• [Trecho fornecido]:
O que não te contaram sobre a liberdade

Uma frase que eu costumo dizer a meus alunos e amigos mais próximos que se interessam pelo pensamento filosófico é que o pensamento do século XX, especialmente aquele que se centra na noção de responsabilidade e liberdade radical, não foi suficientemente compreendido, estudado e não é exatamente vivido. Teríamos passado, ou assim creio, muito rapidamente à noção de problemas estruturais objetivos e estaríamos, com isso, ignorando nosso cadinho de responsabilidade individual em detrimento do combate às desigualdades brutais que, de fato, existem atualmente e são de grande peso para que possamos ou não exercer nossa liberdade. Mas resta nessa frase uma questão não bem esclarecida: o que é, pois, a liberdade?

Tendemos a pensar na liberdade como uma ausência de limitações para exercer a nossa vontade ou para realizarmos os nossos desejos. Assim sendo, ser livre seria ser ilimitado, seria poder ser capaz de realizar quaisquer escolhas e elas poderem ser realizadas por nós. Liberdade, aqui, é sinônimo de livre arbítrio, ou seja, é sinônimo da possibilidade de arbitrar conforme queremos, de termos como bússola única nossa disposição e nosso desejo. Tanto mais livre sou, pensamos, quanto mais coisas posso fazer como eu quiser.

À primeira vista tudo parece lindo e tudo corre bem. Se liberdade é escolher o que eu quiser, basta eu querer algo e poder conseguir esse algo para poder ser livre. Mas existem alguns problemas nisso: primeiro, algo que muita gente cedo descobre é que, diferente do que nos disse a Xuxa na infância, nem tudo que você quiser alguém vai te dar; segundo, isso ainda não é liberdade, é só livre arbítrio mesmo, liberdade é algo que vai mais fundo, que tá mais na raiz das coisas, algo mais radical, portanto, mais sério e menos fácil.

Sobre o primeiro problema, desde criança nós temos que lidar com isso. Nossas experiências iniciais de frustração (“na volta a gente compra”, “mamãe não tem dinheiro”, “não é não”, etc.) nos ensinam muito cedo que o mundo não se curva diante da gente toda vez. Na verdade, quanto mais a gente cresce, parece que ao mesmo tempo menos e mais o mundo se curva: menos, porque o que queremos passa a depender de mais e mais fatores (aquela promoção no trabalho, namorar uma pessoa legal e com química, amigos que nos entendam, etc.); mais porque aprendemos e nos especializamos em várias áreas, então coisas que pareciam impossíveis – fazer um prato de comida gostoso, ficar com alguém atraente, dançar uma música inteira com um par sem ficar nervoso (a) – nos parecem mais fáceis agora.

• [Problema proposto A]:
Informe quantas linhas contêm a palavra "rugby", considerando maiúsculas e minúsculas como diferentes, e responda só com o número.
O texto e as linhas não têm relação entre si.

• [Linhas fornecidas]:
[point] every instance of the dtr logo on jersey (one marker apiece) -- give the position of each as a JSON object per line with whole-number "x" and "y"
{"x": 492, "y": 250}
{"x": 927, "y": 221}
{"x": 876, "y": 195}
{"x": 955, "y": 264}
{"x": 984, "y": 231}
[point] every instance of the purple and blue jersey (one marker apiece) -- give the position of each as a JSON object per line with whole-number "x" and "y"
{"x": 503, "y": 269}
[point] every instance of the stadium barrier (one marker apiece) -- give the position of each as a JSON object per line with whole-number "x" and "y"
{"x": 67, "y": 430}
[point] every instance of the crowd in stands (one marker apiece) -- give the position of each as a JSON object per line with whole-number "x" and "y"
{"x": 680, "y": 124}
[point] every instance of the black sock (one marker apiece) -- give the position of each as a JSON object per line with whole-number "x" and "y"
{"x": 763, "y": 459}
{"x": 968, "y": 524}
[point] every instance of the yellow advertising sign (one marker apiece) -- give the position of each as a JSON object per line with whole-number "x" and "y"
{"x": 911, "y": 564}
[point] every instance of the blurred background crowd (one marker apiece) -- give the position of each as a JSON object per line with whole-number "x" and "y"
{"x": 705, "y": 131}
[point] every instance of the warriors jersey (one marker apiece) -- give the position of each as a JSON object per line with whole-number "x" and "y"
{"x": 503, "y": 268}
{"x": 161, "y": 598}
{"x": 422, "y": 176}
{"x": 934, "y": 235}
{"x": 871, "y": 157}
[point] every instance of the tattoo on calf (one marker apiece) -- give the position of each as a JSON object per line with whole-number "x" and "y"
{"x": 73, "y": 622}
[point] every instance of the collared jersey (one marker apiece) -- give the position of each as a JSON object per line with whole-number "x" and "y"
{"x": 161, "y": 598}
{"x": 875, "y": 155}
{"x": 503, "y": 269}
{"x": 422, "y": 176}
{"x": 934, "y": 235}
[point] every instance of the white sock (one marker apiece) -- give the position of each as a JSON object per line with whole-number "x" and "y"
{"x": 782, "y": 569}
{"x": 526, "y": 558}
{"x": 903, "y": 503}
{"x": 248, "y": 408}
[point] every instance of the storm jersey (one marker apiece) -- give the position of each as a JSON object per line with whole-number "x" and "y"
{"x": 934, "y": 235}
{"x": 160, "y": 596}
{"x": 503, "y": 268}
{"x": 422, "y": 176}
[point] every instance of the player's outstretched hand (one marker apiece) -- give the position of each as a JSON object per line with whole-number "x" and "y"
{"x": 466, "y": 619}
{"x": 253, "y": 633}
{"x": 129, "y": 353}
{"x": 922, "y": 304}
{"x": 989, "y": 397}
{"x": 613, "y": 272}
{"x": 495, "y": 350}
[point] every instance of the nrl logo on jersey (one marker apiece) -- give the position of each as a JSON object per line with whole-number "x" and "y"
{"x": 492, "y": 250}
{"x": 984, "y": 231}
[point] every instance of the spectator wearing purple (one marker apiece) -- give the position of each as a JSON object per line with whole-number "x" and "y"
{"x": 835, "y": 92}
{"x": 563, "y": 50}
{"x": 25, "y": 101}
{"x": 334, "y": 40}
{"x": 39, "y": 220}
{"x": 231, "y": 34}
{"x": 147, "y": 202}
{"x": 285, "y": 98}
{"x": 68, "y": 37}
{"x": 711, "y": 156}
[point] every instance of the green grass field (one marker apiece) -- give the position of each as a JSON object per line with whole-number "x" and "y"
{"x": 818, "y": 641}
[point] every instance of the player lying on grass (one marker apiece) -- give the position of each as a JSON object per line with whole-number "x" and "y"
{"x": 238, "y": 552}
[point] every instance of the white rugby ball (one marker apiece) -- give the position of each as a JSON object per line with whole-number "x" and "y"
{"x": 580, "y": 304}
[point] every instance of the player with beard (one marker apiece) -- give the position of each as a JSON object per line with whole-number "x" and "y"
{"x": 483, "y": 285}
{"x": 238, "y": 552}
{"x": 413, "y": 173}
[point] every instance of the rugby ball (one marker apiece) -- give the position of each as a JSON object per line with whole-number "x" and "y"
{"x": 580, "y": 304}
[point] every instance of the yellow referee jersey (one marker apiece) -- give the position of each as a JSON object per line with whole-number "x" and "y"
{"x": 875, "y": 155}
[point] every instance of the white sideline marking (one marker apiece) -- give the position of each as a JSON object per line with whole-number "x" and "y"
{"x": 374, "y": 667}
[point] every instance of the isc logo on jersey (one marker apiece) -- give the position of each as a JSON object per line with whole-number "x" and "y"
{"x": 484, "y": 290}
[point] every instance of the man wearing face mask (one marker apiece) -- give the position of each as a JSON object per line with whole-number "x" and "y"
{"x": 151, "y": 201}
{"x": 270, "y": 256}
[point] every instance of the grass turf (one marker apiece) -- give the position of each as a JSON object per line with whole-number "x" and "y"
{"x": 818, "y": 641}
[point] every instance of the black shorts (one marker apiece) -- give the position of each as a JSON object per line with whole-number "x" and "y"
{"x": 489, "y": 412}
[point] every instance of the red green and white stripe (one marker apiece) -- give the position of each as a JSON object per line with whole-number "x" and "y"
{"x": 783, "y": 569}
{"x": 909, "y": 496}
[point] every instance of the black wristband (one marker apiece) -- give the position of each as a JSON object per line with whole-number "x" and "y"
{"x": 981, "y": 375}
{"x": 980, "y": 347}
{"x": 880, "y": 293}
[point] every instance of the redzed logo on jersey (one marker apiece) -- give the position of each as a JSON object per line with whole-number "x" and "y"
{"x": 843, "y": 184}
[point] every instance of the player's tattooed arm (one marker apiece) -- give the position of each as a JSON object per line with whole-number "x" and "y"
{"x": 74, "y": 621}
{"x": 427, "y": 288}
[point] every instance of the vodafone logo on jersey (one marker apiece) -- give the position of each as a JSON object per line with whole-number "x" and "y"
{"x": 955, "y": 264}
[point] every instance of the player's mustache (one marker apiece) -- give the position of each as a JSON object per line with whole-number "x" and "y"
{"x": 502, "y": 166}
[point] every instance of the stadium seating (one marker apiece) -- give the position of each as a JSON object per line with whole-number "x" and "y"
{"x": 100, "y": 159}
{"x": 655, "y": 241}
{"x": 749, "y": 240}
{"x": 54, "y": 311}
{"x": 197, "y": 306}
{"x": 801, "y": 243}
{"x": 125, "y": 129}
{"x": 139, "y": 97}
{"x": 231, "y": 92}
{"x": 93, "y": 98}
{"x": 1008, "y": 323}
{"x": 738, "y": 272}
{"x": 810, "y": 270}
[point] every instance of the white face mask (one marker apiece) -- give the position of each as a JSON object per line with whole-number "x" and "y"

• [Problema proposto B]:
Por favor, copie sem alterações o trecho do texto sobre a liberdade que vai de "Uma frase que" até "pois, a liberdade?", incluindo essas palavras.

• [Solução completa A]:
2

• [Solução completa B]:
Uma frase que eu costumo dizer a meus alunos e amigos mais próximos que se interessam pelo pensamento filosófico é que o pensamento do século XX, especialmente aquele que se centra na noção de responsabilidade e liberdade radical, não foi suficientemente compreendido, estudado e não é exatamente vivido. Teríamos passado, ou assim creio, muito rapidamente à noção de problemas estruturais objetivos e estaríamos, com isso, ignorando nosso cadinho de responsabilidade individual em detrimento do combate às desigualdades brutais que, de fato, existem atualmente e são de grande peso para que possamos ou não exercer nossa liberdade. Mas resta nessa frase uma questão não bem esclarecida: o que é, pois, a liberdade?